**Text section**
The beauty of this setup is its versatility. For a different task — say, named entity recognition (finding person and organization names in text) — you swap the head. Instead of one classification per sequence, you add a linear layer that classifies each token individually: is this token a person name, an organization, a location, or none of the above? The pre-trained body stays the same. For extractive question answering, the head predicts the start and end positions of the answer span in the passage. Same pre-trained weights, different head, different task.

This pattern — one expensive pre-training, many cheap fine-tunings — is what made BERT so transformative. Train the base model once at enormous cost, then fine-tune it for your specific task with a few hundred labeled examples and a GPU for an hour.

🛑 Rest Stop

Congratulations on making it this far. You can stop if you want.

You now have a working mental model of BERT: an encoder-only Transformer that sees all tokens bidirectionally, trained by predicting masked tokens with the 80/10/10 trick, then fine-tuned by attaching a task-specific head. You understand why [CLS] collects sequence-level information, how the three embeddings (token, segment, position) combine, and why the learning rate during fine-tuning is so critical.

That model is useful. It covers about half the landscape. But it doesn't tell the story of the other paradigm — the one that powers ChatGPT, code generation, and the entire large language model revolution.

If the discomfort of not knowing what's on the other side of the fork is nagging at you, read on.

GPT: The Storyteller Who Can't Peek Ahead

Imagine writing a novel. You start with the first word and build the sentence forward, one word at a time. You can look back at everything you've already written — the characters you've introduced, the tone you've established, the plot threads you've set up. But you can't look ahead. The next word depends entirely on what came before.

GPT works exactly like that. It's a decoder-only Transformer with a causal attention mask. When processing the 5th token, it can attend to tokens 1 through 4. Token 6 doesn't exist yet — it hasn't been written. This constraint is enforced by a triangular mask that sets all future-position attention scores to negative infinity before the softmax, guaranteeing they receive zero attention weight.

**Supplied entries**
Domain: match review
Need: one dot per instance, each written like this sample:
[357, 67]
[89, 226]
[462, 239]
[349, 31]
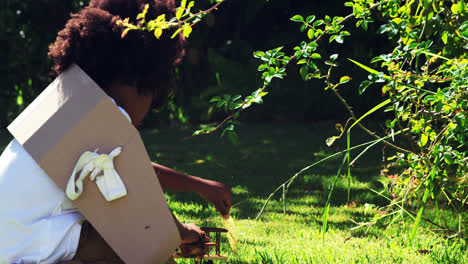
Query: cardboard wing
[73, 115]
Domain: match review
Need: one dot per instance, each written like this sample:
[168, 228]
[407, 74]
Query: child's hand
[191, 233]
[217, 194]
[193, 240]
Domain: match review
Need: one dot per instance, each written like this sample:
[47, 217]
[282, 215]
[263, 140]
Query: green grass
[268, 155]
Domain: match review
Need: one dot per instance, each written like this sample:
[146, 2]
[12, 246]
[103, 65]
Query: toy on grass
[201, 251]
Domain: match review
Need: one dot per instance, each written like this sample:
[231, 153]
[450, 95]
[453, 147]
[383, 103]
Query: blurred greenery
[219, 60]
[267, 155]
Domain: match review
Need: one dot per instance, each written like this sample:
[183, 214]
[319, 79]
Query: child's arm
[214, 192]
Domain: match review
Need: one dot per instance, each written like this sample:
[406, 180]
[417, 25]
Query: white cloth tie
[109, 183]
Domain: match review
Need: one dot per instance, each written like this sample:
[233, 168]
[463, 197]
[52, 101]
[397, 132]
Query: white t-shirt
[38, 223]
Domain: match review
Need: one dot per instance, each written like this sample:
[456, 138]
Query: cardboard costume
[73, 115]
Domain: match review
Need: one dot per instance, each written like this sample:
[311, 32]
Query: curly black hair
[92, 39]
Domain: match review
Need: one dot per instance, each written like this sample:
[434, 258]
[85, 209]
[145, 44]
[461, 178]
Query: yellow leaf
[177, 32]
[158, 33]
[161, 18]
[124, 33]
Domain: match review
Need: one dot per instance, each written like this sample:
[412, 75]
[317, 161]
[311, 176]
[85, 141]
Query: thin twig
[337, 94]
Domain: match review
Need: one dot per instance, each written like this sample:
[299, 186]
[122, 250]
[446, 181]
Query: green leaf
[158, 33]
[297, 18]
[303, 61]
[309, 19]
[367, 68]
[191, 4]
[339, 39]
[179, 13]
[316, 56]
[318, 23]
[187, 31]
[331, 140]
[375, 108]
[458, 7]
[262, 67]
[464, 30]
[363, 86]
[19, 98]
[345, 79]
[304, 71]
[310, 33]
[445, 37]
[424, 139]
[176, 32]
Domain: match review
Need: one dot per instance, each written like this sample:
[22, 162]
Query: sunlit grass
[265, 157]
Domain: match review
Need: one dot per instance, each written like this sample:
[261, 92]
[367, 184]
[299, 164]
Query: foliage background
[219, 60]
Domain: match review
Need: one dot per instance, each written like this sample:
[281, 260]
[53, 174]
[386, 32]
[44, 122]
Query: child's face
[138, 108]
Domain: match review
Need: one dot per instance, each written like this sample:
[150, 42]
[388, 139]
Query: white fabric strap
[109, 183]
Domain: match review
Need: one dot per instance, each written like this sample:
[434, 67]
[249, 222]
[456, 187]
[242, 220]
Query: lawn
[267, 155]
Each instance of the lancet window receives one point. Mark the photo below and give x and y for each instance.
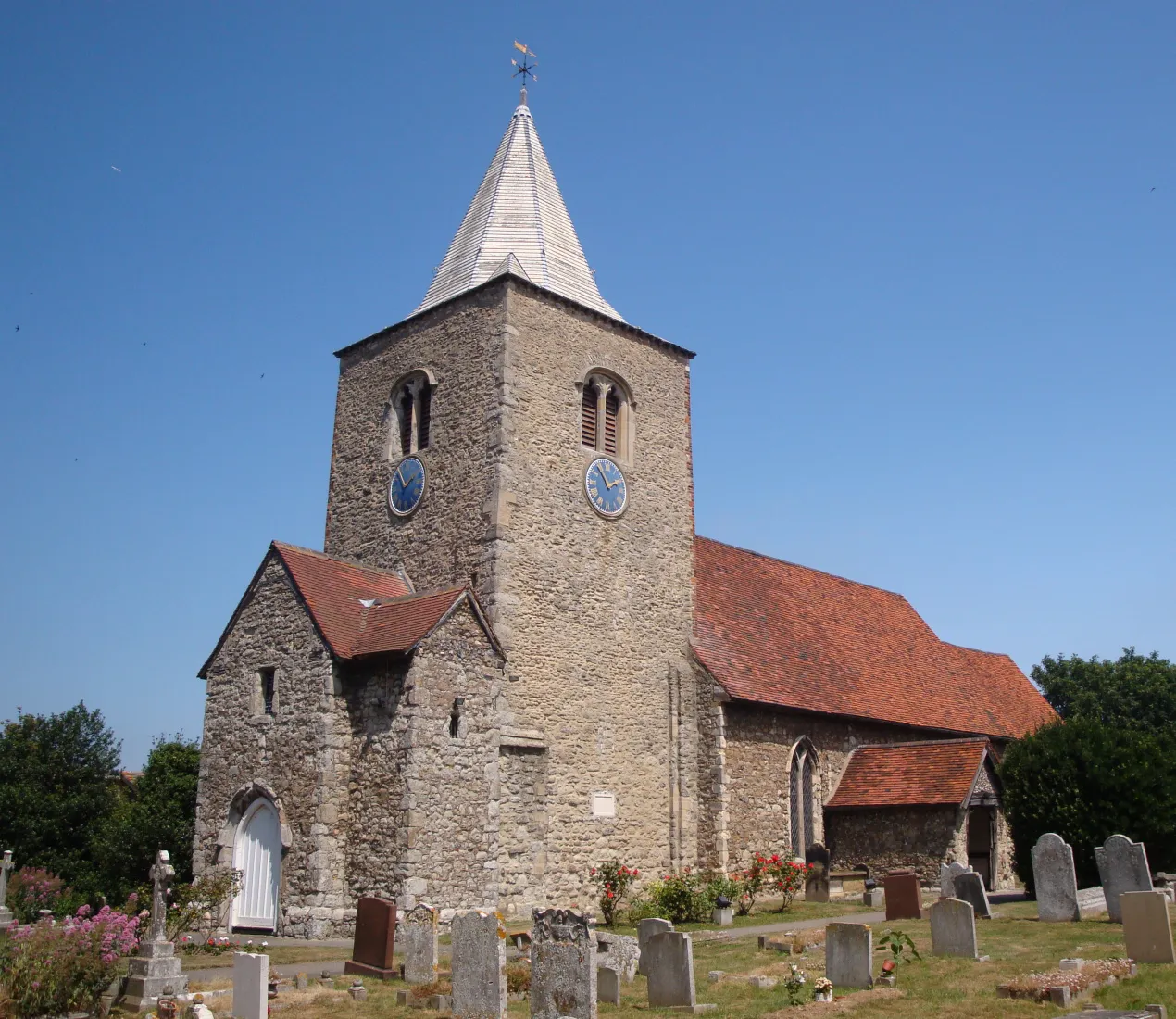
(412, 404)
(606, 417)
(804, 798)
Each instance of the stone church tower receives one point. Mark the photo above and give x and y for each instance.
(512, 377)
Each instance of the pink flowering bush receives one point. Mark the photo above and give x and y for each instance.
(56, 969)
(31, 889)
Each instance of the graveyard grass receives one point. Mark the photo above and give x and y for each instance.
(955, 988)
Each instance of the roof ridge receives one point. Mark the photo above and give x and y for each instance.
(810, 569)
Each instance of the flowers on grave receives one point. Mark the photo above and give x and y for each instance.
(795, 985)
(613, 882)
(59, 967)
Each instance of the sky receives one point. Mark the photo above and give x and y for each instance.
(926, 255)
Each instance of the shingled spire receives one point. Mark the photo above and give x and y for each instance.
(518, 221)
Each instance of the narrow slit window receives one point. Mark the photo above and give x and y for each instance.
(406, 422)
(266, 678)
(422, 427)
(588, 417)
(612, 410)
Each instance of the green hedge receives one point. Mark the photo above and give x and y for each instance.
(1087, 780)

**What to do**
1. List the labels that the text on BERT and GPT says the token-level head assigns in named entity recognition.
2. Answer these from the text on BERT and GPT:
(a) For extractive question answering, what does the head predict?
(b) What does fine-tuning require, in labeled data and computing time?
(c) What value does the triangular mask give future-position attention scores before the softmax?
The data above come from a separate source.

**Problem solutions**
1.
- Person name
- Organization
- Location
- None of the above

2.
(a) The start and end positions of the answer span in the passage.
(b) A few hundred labeled examples and a GPU for an hour.
(c) Negative infinity.